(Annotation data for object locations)
= = = =

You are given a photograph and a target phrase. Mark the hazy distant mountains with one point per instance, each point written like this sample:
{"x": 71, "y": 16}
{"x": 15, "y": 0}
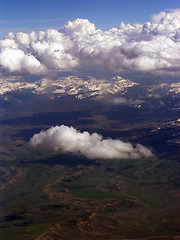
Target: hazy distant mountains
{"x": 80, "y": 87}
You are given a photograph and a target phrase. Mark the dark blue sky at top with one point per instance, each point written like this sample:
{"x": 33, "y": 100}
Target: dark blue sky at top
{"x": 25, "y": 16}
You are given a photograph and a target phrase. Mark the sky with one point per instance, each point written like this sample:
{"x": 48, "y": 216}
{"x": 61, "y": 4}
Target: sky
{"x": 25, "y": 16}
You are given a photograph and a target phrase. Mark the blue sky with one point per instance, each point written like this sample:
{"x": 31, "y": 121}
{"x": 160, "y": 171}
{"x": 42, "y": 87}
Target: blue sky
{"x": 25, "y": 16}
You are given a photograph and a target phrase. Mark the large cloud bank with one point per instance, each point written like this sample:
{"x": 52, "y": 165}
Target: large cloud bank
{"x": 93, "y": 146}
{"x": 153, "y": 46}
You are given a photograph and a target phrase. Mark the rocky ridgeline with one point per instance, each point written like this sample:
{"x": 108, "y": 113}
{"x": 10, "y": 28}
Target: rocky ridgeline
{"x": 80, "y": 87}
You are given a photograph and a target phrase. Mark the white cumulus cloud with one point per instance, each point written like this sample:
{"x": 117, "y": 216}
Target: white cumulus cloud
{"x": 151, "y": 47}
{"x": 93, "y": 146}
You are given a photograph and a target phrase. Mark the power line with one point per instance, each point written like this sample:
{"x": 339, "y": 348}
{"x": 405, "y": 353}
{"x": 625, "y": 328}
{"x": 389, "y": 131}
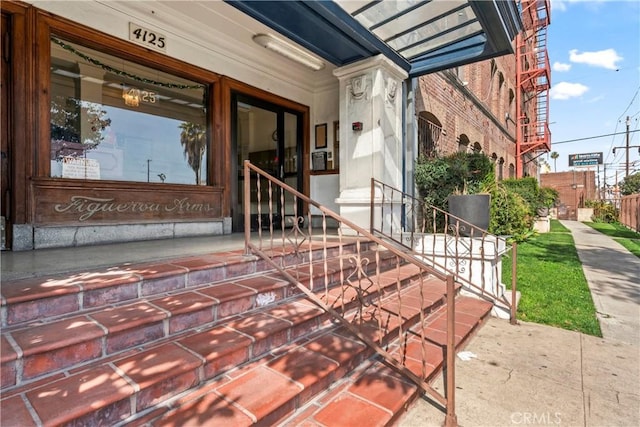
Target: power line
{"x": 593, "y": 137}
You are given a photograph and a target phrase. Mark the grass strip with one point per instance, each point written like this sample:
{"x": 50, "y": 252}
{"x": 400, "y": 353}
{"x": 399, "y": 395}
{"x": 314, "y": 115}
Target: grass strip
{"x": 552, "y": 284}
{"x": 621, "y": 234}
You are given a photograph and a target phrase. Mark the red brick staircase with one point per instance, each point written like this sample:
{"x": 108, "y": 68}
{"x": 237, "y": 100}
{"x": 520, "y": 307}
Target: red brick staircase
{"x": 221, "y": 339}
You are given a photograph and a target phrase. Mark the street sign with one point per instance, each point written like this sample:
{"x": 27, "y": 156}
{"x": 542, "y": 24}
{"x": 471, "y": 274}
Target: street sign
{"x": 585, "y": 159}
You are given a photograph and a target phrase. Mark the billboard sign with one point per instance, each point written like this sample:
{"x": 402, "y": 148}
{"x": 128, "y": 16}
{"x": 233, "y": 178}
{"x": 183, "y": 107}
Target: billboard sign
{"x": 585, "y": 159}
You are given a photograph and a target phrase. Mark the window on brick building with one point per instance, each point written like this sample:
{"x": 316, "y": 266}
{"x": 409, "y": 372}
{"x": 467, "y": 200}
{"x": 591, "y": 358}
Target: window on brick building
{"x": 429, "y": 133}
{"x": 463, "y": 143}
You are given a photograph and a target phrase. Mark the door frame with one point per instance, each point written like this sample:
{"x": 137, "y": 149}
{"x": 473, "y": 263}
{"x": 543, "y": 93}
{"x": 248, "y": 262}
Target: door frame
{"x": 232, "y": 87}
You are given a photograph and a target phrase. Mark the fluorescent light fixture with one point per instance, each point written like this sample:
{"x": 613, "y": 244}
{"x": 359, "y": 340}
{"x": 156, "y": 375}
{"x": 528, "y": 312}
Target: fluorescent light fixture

= = = =

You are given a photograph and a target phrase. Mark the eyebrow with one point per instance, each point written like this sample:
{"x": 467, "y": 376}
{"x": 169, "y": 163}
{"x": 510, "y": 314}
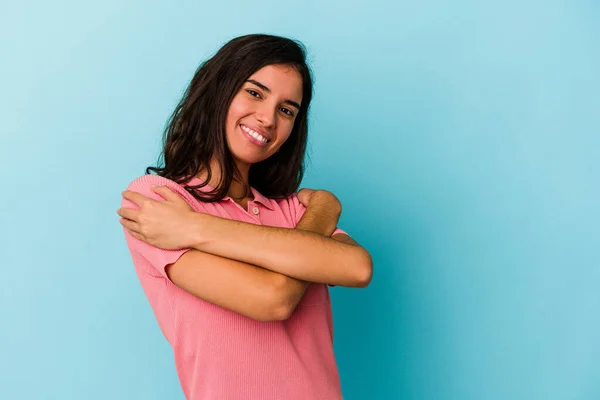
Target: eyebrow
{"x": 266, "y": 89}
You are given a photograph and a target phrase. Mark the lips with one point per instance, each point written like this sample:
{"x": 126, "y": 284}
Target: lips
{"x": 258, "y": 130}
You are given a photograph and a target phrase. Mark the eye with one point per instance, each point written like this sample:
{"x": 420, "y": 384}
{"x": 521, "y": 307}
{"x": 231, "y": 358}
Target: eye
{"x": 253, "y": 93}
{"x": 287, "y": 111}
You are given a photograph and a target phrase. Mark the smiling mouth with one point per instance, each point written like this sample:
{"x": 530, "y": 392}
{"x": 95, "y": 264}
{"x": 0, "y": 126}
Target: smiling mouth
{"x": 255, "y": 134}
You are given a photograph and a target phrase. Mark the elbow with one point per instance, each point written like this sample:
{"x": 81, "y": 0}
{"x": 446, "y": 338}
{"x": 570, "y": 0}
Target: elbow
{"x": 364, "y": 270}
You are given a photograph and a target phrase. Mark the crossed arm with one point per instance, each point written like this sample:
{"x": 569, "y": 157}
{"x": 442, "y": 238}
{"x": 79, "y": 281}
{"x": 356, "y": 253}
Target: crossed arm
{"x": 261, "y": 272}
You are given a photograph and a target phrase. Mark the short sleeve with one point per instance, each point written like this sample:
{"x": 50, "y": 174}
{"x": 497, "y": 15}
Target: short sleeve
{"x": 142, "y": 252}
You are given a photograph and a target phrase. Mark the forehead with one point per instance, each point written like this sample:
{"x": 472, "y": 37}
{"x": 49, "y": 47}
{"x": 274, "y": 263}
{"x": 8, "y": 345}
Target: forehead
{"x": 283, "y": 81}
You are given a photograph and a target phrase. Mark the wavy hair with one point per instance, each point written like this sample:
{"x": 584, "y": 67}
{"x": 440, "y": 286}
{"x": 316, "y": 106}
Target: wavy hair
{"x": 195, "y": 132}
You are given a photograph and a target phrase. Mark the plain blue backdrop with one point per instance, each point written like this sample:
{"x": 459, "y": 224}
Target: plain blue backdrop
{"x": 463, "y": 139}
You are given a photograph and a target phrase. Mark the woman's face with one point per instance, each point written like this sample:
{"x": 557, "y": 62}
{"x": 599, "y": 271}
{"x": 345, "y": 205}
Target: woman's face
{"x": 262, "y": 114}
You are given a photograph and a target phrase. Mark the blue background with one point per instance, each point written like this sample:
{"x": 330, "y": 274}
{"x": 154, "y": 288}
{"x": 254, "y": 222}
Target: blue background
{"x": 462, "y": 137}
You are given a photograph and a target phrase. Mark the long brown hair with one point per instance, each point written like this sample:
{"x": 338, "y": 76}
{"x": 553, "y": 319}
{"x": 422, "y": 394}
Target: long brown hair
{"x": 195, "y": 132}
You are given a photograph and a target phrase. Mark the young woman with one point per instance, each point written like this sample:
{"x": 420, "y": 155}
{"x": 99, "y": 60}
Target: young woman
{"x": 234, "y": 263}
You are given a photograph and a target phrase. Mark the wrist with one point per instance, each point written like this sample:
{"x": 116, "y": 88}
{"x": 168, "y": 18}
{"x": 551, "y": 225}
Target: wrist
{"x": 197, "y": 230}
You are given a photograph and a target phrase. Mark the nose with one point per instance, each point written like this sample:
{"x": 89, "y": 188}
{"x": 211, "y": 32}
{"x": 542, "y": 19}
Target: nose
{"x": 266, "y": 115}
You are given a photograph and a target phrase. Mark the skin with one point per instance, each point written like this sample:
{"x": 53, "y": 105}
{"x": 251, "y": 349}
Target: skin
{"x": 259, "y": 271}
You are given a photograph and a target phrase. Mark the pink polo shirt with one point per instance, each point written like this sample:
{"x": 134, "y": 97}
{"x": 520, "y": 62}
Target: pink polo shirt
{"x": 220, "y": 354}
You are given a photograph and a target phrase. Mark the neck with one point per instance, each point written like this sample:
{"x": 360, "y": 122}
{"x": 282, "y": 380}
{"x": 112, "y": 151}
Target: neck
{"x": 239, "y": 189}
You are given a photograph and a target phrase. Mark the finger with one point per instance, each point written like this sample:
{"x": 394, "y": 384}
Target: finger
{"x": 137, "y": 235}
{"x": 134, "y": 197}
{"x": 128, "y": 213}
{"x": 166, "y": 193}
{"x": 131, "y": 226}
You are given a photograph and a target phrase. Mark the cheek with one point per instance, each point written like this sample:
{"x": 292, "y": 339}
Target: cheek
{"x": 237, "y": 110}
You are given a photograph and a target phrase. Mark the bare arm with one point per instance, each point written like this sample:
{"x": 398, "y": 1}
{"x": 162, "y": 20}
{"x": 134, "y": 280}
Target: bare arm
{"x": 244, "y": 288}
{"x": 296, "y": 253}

= = = =

__Job__: Copy word for word the lines of the listing starting at the one containing "Mark the door" and ending at the one containing "Target: fluorescent light fixture", including both of those lines.

__Task result__:
You are given a photograph and a target phrase. Mark the door frame with one point per instance, each point written like this sample:
{"x": 137, "y": 149}
{"x": 473, "y": 263}
{"x": 543, "y": 93}
{"x": 248, "y": 262}
Target: door frame
{"x": 232, "y": 87}
You are given a photograph and a target phrase. Mark the fluorescent light fixture with one point per instance, each point written like this sample:
{"x": 613, "y": 244}
{"x": 359, "y": 340}
{"x": 156, "y": 375}
{"x": 528, "y": 312}
Target: fluorescent light fixture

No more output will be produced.